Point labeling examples
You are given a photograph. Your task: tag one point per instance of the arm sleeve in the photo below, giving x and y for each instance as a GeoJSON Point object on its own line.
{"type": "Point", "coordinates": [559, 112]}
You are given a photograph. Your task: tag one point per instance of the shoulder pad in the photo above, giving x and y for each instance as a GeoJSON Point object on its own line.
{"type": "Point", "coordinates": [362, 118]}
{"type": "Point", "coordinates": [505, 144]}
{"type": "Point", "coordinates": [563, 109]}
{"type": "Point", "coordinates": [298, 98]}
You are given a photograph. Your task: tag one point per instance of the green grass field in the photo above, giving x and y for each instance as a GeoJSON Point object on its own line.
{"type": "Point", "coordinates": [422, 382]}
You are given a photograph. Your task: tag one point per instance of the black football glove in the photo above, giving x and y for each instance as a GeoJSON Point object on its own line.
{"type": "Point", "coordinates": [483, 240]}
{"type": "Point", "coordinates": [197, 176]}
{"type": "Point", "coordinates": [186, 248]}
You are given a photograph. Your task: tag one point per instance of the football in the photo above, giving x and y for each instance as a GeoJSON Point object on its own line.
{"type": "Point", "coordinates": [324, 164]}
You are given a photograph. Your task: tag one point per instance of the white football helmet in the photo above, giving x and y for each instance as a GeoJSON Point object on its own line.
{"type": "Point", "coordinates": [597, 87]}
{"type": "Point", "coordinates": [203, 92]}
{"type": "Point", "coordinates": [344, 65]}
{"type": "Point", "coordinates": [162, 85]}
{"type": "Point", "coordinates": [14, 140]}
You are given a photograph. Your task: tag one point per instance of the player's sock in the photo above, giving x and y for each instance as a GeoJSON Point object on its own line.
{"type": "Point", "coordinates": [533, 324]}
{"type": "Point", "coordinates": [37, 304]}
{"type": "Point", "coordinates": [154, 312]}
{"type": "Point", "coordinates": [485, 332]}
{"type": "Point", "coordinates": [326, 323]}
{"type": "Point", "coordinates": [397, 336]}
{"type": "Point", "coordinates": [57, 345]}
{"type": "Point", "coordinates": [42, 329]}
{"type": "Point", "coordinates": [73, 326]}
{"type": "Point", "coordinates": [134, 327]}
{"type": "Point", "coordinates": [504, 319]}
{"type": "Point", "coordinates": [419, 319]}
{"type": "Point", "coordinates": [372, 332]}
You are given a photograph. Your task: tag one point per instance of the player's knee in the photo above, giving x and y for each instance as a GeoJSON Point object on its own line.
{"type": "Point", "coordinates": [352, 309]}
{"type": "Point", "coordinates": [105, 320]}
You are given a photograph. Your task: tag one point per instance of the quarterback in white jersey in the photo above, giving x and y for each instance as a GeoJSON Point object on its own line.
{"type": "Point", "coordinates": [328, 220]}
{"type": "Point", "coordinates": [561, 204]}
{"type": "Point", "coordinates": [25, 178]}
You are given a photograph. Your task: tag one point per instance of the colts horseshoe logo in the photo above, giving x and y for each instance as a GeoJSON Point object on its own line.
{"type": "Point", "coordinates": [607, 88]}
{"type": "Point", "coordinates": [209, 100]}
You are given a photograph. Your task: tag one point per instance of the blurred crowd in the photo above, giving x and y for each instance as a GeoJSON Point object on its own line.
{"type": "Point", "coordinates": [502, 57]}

## Set problem
Restate the whole listing exactly.

## The completed task
You are given a photograph. Your task: tag one point per instance of the arm sleeve in the photo below, giving x and y for each instance as a GeoJSON Point object on its own line.
{"type": "Point", "coordinates": [559, 112]}
You are given a photograph. Your task: tag one point per instance of the shoulder pad in the photo above, giving x and y for each instance as a GeoJSON Point object on its own line.
{"type": "Point", "coordinates": [362, 118]}
{"type": "Point", "coordinates": [505, 144]}
{"type": "Point", "coordinates": [563, 109]}
{"type": "Point", "coordinates": [298, 98]}
You are given a photograph. Your task: tag one point per instance of the green grass field in the photo above, giving x and y for each instance as a GeoJSON Point object on its own line.
{"type": "Point", "coordinates": [422, 382]}
You are given a photograph. Your task: tag one point per instance of the black football glove in the photo above, giving x and y for each instance as a GeoJSON Point object on its own line.
{"type": "Point", "coordinates": [483, 240]}
{"type": "Point", "coordinates": [197, 176]}
{"type": "Point", "coordinates": [186, 248]}
You are given a photograph. Your task: tag one point per instance of the football in the photo above, giving x and y for each instance as a GeoJSON Point object on its own line.
{"type": "Point", "coordinates": [324, 164]}
You are given a photograph. Your task: tag one point per instance of the white football helmet in the photo above, giving x and y for each instance as a GeoJSON Point object on its own line.
{"type": "Point", "coordinates": [597, 87]}
{"type": "Point", "coordinates": [203, 92]}
{"type": "Point", "coordinates": [344, 65]}
{"type": "Point", "coordinates": [162, 85]}
{"type": "Point", "coordinates": [14, 140]}
You are given a photograph. Your task: tag one point per instance of the player's sock in the photo above, giving x and y for each instance as a GeoJSON Point object on its own line.
{"type": "Point", "coordinates": [533, 324]}
{"type": "Point", "coordinates": [37, 304]}
{"type": "Point", "coordinates": [154, 312]}
{"type": "Point", "coordinates": [485, 332]}
{"type": "Point", "coordinates": [326, 323]}
{"type": "Point", "coordinates": [397, 336]}
{"type": "Point", "coordinates": [57, 345]}
{"type": "Point", "coordinates": [42, 329]}
{"type": "Point", "coordinates": [73, 326]}
{"type": "Point", "coordinates": [134, 327]}
{"type": "Point", "coordinates": [504, 319]}
{"type": "Point", "coordinates": [419, 319]}
{"type": "Point", "coordinates": [372, 332]}
You are given a photograph. Your task: tag one point per instance of the player's knee in the photo above, giving x and y for each instance as a GeoJSON Point object on its own line.
{"type": "Point", "coordinates": [352, 309]}
{"type": "Point", "coordinates": [105, 320]}
You are given a photograph. Your task: tag one point per instance of the quarterback in white jersey in the photo above, giving x and y for each instance as a GeoJSON Point object on its own line.
{"type": "Point", "coordinates": [328, 220]}
{"type": "Point", "coordinates": [561, 204]}
{"type": "Point", "coordinates": [25, 178]}
You are given a photograph. Your task: tag one point per instance of the colts horseshoe logo in the photo above, giving x and y for each instance as a GeoJSON Point object on its own line.
{"type": "Point", "coordinates": [607, 88]}
{"type": "Point", "coordinates": [209, 100]}
You are given a photograph. Your task: tag one point per instance of the blurred crowd in the photo above, giving x and y for each instance as a GeoJSON Point object on its own line.
{"type": "Point", "coordinates": [502, 57]}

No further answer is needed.